## Text extract
# Make itunes convert to AAC automatically?



## vampiregenocide (Oct 7, 2010)

I've heard these files are lossless and better quality, is there a way to get itunes to convert all audio files to AAC automatically whenever you import a CD into itunes? I'd convert my whole library, but then you have to delete the old versions and thats long.


----------



## The Atomic Ass (Oct 7, 2010)

vampiregenocide said:


> I've heard these files are lossless and better quality, is there a way to get itunes to convert all audio files to AAC automatically whenever you import a CD into itunes? I'd convert my whole library, but then you have to delete the old versions and thats long.



AAC is lossy, same as MP3. It has somewhat better audio quality than MP3, though. AIFF is CD quality and size, Apple Lossless is CD quality and about half the size of the CD generally, comparable to FLAC.

There would be no benefit to re-encoding your existing library anyway, as you're taking an already lossy file and re-encoding it, causing further quality degradation. It wouldn't be that difficult to do, though, you could sort by type in iTunes, and delete all the old files in one swoop. About 2 minutes work, minus how long the encoding would actually take.

As for setting the default ripping format, Preferences > General Tab > "When Importing a CD" > Import Settings.


----------

## Set of tasks
- A) In the iTunes forum thread, where is the default ripping format set?
- B) Echo the lines of the listing below, starting at the line that contains "Exercise. Point out each instance of the pine" and ending at the last line of the listing. Leave out any pictures.

## Dataset rows
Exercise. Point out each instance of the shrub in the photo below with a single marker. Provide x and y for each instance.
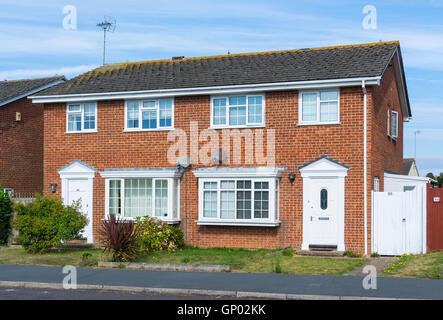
(120, 238)
(46, 222)
(156, 235)
(5, 216)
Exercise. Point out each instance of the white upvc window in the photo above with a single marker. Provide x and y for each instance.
(81, 117)
(149, 115)
(394, 124)
(319, 107)
(131, 196)
(238, 111)
(238, 201)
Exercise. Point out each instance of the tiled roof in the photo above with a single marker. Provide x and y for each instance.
(352, 61)
(14, 88)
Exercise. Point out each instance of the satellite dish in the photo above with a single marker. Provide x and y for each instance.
(219, 156)
(184, 161)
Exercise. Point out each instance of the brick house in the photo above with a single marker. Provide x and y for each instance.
(21, 133)
(274, 148)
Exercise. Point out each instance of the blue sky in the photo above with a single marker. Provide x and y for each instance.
(34, 42)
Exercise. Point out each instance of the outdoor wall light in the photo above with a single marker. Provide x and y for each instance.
(53, 187)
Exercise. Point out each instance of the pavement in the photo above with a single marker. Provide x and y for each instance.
(239, 285)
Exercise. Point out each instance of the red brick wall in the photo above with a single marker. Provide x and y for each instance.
(21, 148)
(295, 145)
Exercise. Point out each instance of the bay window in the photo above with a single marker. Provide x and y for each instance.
(145, 115)
(319, 107)
(237, 111)
(81, 117)
(134, 194)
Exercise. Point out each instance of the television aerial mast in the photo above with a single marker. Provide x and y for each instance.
(108, 25)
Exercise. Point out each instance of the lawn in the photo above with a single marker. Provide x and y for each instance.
(240, 260)
(427, 265)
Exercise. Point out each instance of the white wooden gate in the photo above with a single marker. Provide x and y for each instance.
(398, 220)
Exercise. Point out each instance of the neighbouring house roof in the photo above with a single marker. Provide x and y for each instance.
(351, 61)
(11, 90)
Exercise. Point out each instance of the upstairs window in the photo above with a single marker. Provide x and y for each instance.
(319, 107)
(237, 111)
(81, 117)
(394, 124)
(144, 115)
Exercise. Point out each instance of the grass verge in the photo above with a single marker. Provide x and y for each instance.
(427, 265)
(240, 260)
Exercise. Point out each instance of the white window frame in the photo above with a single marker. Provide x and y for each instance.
(82, 111)
(271, 221)
(247, 125)
(173, 179)
(301, 122)
(140, 119)
(394, 135)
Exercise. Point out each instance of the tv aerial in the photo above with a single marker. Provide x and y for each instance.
(108, 25)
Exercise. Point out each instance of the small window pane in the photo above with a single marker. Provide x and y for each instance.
(149, 119)
(309, 106)
(161, 198)
(228, 184)
(166, 113)
(75, 122)
(237, 101)
(219, 111)
(328, 95)
(132, 115)
(227, 205)
(255, 109)
(89, 115)
(328, 111)
(149, 104)
(210, 204)
(74, 108)
(237, 116)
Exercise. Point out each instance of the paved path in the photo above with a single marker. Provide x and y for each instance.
(379, 263)
(250, 282)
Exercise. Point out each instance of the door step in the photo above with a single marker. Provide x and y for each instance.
(321, 253)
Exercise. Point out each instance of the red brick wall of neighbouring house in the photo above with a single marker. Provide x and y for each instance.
(21, 147)
(295, 145)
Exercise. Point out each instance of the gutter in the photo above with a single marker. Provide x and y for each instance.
(163, 93)
(365, 164)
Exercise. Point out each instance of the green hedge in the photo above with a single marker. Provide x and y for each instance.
(5, 216)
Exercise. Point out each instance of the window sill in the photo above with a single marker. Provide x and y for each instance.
(76, 132)
(238, 224)
(148, 130)
(318, 124)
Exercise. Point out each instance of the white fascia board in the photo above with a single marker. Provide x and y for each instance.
(333, 83)
(404, 177)
(26, 94)
(141, 174)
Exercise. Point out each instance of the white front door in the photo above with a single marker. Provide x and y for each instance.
(79, 190)
(321, 207)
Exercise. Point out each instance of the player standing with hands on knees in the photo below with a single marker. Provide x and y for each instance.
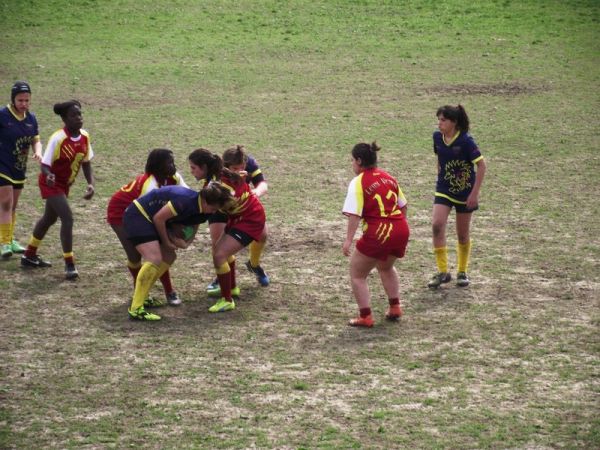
(18, 133)
(160, 171)
(67, 151)
(145, 224)
(375, 199)
(458, 186)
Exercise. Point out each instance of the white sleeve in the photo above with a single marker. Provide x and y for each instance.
(353, 205)
(48, 156)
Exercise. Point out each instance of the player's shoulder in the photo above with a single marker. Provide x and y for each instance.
(251, 164)
(58, 135)
(31, 116)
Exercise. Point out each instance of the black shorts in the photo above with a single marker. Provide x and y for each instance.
(460, 208)
(5, 182)
(217, 217)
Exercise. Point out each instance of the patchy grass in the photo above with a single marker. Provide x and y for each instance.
(510, 362)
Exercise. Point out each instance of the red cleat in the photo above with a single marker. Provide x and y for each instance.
(362, 322)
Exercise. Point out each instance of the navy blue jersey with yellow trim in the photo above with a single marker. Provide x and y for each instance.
(183, 202)
(457, 161)
(16, 137)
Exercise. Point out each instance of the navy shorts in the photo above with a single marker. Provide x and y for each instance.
(460, 208)
(241, 236)
(137, 228)
(5, 182)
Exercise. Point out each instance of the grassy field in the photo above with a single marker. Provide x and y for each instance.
(510, 362)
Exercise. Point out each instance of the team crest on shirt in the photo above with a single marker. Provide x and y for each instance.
(458, 174)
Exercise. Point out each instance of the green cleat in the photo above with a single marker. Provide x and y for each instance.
(152, 302)
(16, 247)
(222, 305)
(142, 314)
(6, 251)
(215, 291)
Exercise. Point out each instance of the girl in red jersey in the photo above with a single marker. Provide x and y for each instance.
(374, 198)
(245, 223)
(160, 171)
(247, 167)
(67, 151)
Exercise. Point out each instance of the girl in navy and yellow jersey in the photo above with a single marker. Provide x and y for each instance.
(18, 133)
(145, 224)
(68, 150)
(160, 171)
(375, 199)
(458, 186)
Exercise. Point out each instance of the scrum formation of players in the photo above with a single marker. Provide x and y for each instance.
(157, 213)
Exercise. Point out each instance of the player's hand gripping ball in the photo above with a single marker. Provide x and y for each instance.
(181, 235)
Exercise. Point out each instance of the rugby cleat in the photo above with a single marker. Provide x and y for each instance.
(16, 247)
(222, 305)
(462, 279)
(152, 302)
(71, 272)
(394, 312)
(366, 322)
(6, 251)
(34, 261)
(142, 314)
(173, 299)
(215, 291)
(438, 279)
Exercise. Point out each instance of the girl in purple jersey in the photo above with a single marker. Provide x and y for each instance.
(458, 186)
(18, 133)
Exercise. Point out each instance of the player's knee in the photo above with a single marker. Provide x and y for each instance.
(438, 228)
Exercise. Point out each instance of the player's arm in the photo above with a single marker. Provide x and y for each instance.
(47, 160)
(37, 148)
(260, 189)
(88, 173)
(353, 222)
(473, 198)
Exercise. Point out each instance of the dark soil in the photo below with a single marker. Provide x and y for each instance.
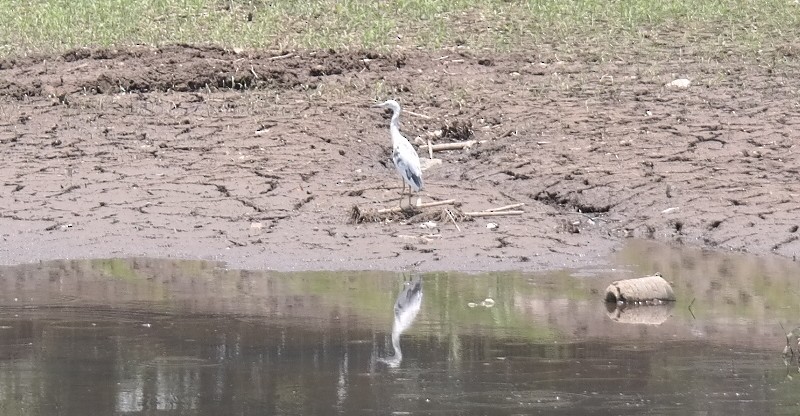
(258, 158)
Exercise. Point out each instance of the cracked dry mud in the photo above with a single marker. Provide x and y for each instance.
(254, 160)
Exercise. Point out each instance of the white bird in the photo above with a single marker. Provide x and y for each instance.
(405, 311)
(405, 158)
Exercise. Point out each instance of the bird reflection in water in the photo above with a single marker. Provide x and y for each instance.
(405, 311)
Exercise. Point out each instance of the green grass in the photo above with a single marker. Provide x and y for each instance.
(56, 25)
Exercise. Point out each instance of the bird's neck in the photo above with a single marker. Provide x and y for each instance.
(394, 125)
(396, 345)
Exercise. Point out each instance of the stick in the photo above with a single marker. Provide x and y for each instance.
(450, 214)
(451, 146)
(492, 214)
(286, 55)
(506, 208)
(426, 205)
(418, 114)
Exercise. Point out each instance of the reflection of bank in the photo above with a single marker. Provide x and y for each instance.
(406, 308)
(644, 314)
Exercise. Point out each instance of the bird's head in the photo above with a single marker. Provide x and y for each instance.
(390, 104)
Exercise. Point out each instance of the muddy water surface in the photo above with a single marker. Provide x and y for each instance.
(147, 336)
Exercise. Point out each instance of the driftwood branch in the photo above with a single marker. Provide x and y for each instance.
(643, 289)
(492, 213)
(505, 208)
(417, 115)
(425, 205)
(449, 146)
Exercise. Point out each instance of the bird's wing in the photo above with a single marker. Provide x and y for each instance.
(412, 176)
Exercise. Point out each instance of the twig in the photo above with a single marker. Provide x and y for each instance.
(426, 205)
(430, 148)
(506, 208)
(492, 214)
(450, 214)
(450, 146)
(284, 56)
(417, 114)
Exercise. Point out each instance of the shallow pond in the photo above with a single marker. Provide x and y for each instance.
(147, 336)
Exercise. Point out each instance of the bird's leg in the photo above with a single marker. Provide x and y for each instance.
(402, 193)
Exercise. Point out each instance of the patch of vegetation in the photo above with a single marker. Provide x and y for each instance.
(46, 26)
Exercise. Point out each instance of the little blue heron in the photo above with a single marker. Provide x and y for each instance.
(405, 158)
(406, 308)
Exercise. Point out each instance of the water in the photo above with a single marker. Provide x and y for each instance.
(156, 337)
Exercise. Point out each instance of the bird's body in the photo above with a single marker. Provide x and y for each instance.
(404, 157)
(406, 308)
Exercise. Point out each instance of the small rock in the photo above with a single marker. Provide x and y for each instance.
(426, 164)
(429, 224)
(680, 83)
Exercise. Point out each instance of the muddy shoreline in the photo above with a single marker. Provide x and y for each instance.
(203, 153)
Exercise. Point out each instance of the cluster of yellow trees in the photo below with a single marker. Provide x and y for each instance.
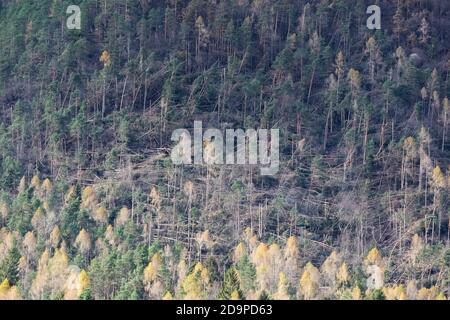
(261, 270)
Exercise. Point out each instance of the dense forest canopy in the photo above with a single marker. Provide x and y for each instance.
(91, 206)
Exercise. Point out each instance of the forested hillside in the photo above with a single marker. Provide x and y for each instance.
(92, 207)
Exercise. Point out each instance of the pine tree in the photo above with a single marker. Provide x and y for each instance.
(231, 286)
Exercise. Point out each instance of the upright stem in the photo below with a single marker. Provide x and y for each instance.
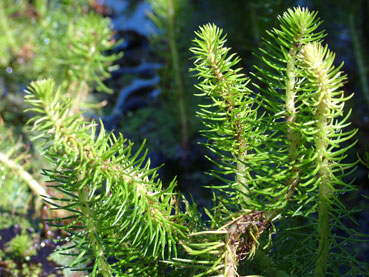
(177, 74)
(292, 136)
(321, 144)
(314, 56)
(92, 235)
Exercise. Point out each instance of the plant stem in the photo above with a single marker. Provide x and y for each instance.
(92, 235)
(230, 264)
(292, 136)
(321, 145)
(177, 74)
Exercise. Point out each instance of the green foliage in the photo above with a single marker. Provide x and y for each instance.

## Outputs
- A) Preferences > General Tab > "When Importing a CD" > Import Settings.

- B)
Exercise. Point out each instance of the pine tree in the photo above with a single marker. Provide x and y for each instance.
(231, 286)
Exercise. Point out each instance of the upright stem in the photo below with a single marker. Provide x and y for each instance.
(177, 74)
(292, 136)
(321, 144)
(314, 56)
(92, 235)
Exercise. Point out each instance of the plant stem in the photo above with a single marker. Provide x and y for each instance.
(92, 235)
(230, 264)
(292, 136)
(321, 145)
(177, 74)
Exercise. Point out each instance of the green foliage in the photo above with a single marker. Provide x and y for each instance.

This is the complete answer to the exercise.